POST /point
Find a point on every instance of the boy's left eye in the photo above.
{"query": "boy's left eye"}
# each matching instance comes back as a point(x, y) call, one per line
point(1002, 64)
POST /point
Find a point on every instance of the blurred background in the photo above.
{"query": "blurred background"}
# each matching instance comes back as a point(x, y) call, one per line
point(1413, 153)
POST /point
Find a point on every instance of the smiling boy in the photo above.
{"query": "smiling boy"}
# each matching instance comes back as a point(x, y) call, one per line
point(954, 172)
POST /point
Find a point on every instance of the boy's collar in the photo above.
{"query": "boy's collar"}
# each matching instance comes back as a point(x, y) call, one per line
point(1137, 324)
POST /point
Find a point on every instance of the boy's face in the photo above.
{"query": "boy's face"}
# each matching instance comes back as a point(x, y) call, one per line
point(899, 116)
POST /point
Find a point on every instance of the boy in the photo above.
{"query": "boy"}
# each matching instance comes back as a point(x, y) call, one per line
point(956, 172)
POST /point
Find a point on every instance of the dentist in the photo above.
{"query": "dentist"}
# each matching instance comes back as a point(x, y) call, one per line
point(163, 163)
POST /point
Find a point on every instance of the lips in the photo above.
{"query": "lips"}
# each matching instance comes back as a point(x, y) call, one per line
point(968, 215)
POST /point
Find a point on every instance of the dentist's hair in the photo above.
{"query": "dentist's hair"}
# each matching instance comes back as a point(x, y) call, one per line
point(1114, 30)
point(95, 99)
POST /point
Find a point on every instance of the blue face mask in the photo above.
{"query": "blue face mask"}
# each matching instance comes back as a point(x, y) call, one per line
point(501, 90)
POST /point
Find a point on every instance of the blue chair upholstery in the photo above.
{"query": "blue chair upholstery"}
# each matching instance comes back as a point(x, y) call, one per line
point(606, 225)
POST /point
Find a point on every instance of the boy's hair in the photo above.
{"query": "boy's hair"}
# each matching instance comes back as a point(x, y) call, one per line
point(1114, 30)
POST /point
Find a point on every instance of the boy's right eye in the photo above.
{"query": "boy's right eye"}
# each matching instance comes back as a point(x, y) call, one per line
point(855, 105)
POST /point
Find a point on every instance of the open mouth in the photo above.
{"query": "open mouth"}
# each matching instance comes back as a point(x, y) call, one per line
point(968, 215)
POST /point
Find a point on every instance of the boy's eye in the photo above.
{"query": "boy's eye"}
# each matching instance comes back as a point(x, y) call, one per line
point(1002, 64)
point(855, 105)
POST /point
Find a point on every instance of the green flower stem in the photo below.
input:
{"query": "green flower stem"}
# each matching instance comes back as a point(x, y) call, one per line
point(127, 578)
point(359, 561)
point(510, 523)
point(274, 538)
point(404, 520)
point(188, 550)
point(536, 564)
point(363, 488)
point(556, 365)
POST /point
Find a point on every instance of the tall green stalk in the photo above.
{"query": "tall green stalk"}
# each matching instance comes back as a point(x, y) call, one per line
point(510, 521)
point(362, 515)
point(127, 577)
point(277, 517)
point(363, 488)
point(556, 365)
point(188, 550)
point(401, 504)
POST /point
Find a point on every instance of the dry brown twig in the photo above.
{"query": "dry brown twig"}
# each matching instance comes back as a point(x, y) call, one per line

-=-=-=-=-

SET EXERCISE:
Every entry should be printed again exactly as written.

REPLY TO THE EXERCISE:
POST /point
Find a point on every instance of the boy's left eye in the photo above.
{"query": "boy's left eye"}
# each matching instance comes back as a point(x, y) call, one per line
point(1002, 64)
POST /point
Find a point on every instance of the blurred background in the photo above.
{"query": "blurred background"}
# each matching instance comes back as a point(x, y) call, one per line
point(1413, 153)
POST /point
Find a point on every instance of the smiling boy in the photo above.
{"query": "smiling boy"}
# each matching instance comes back as a point(x, y) call, one per line
point(954, 172)
POST /point
Find a point on every instance of the boy's collar in the photo above.
{"query": "boy's collar"}
# each matching instance comes back as a point(x, y) call, one per line
point(1137, 324)
POST /point
Find a point on every instance of the boy's face in the photo above.
{"query": "boy's face"}
# each matching instance comes back as a point(x, y) call, one per line
point(899, 116)
POST /point
Find a point on every instance of the boy in the photo above.
{"query": "boy"}
# each matching instance comes back as a point(x, y) call, one per line
point(956, 172)
POST /point
Find a point on every instance of the dentist in the photo above.
{"query": "dentist"}
# each matching instance comes back as a point(x, y) call, one per line
point(163, 163)
POST /point
Find a point on every instance of the lips in the photo above.
{"query": "lips"}
# each matching instance comes back as a point(x, y) call, one per line
point(968, 215)
POST /point
Find a point on every instance of the dentist's hair in the photo above.
{"query": "dentist's hair"}
# each matching instance comes back as a point(x, y) call, one per line
point(1114, 30)
point(95, 99)
POST /point
Find a point on every instance of the blue face mask in the photo above.
{"query": "blue face mask"}
# each matching instance comes back as a point(x, y) call, one per line
point(501, 90)
POST /point
Find a point on every instance of the blue chair upholstery in the photo above.
{"query": "blue chair upholstery"}
# each matching instance comes back as a point(x, y) call, one per line
point(606, 225)
POST /point
Find a point on every instance of the boy's hair in the photo above.
{"query": "boy's hair"}
# each matching instance comes back as a point(x, y) call, one per line
point(1114, 30)
POST /point
Find a point on every instance of the boy's right eye in the photo above.
{"query": "boy's right eye"}
# each matching instance comes back as a point(x, y) call, one per line
point(855, 105)
POST /point
Find a point on every instance of the open mouth in the photo above.
{"query": "open mouth"}
# each matching instance comes back as a point(x, y) call, one per line
point(968, 215)
POST /point
Find a point on every instance of the boy's eye in the photo above.
{"query": "boy's eye"}
# each matching instance comes back as a point(x, y) call, one per line
point(1002, 64)
point(855, 105)
POST /point
Find a point on every instance of the green flower stem in the photo below.
input:
{"query": "green flower stem"}
# each matching instance comes back as a point(x, y) call, one per line
point(127, 578)
point(359, 561)
point(510, 523)
point(274, 538)
point(404, 520)
point(188, 550)
point(536, 564)
point(363, 488)
point(556, 365)
POST /point
Find a point on every instance of the tall green stalk in the photo above.
{"query": "tall green stalk"}
# each matching instance comes back as a point(x, y) call, one per line
point(510, 521)
point(362, 515)
point(127, 577)
point(277, 517)
point(363, 488)
point(556, 365)
point(188, 550)
point(401, 504)
POST /point
Find a point on every instance of the dry brown twig in the photo above.
{"query": "dry brown twig"}
# each matching instance comes back as a point(x, y) call, one per line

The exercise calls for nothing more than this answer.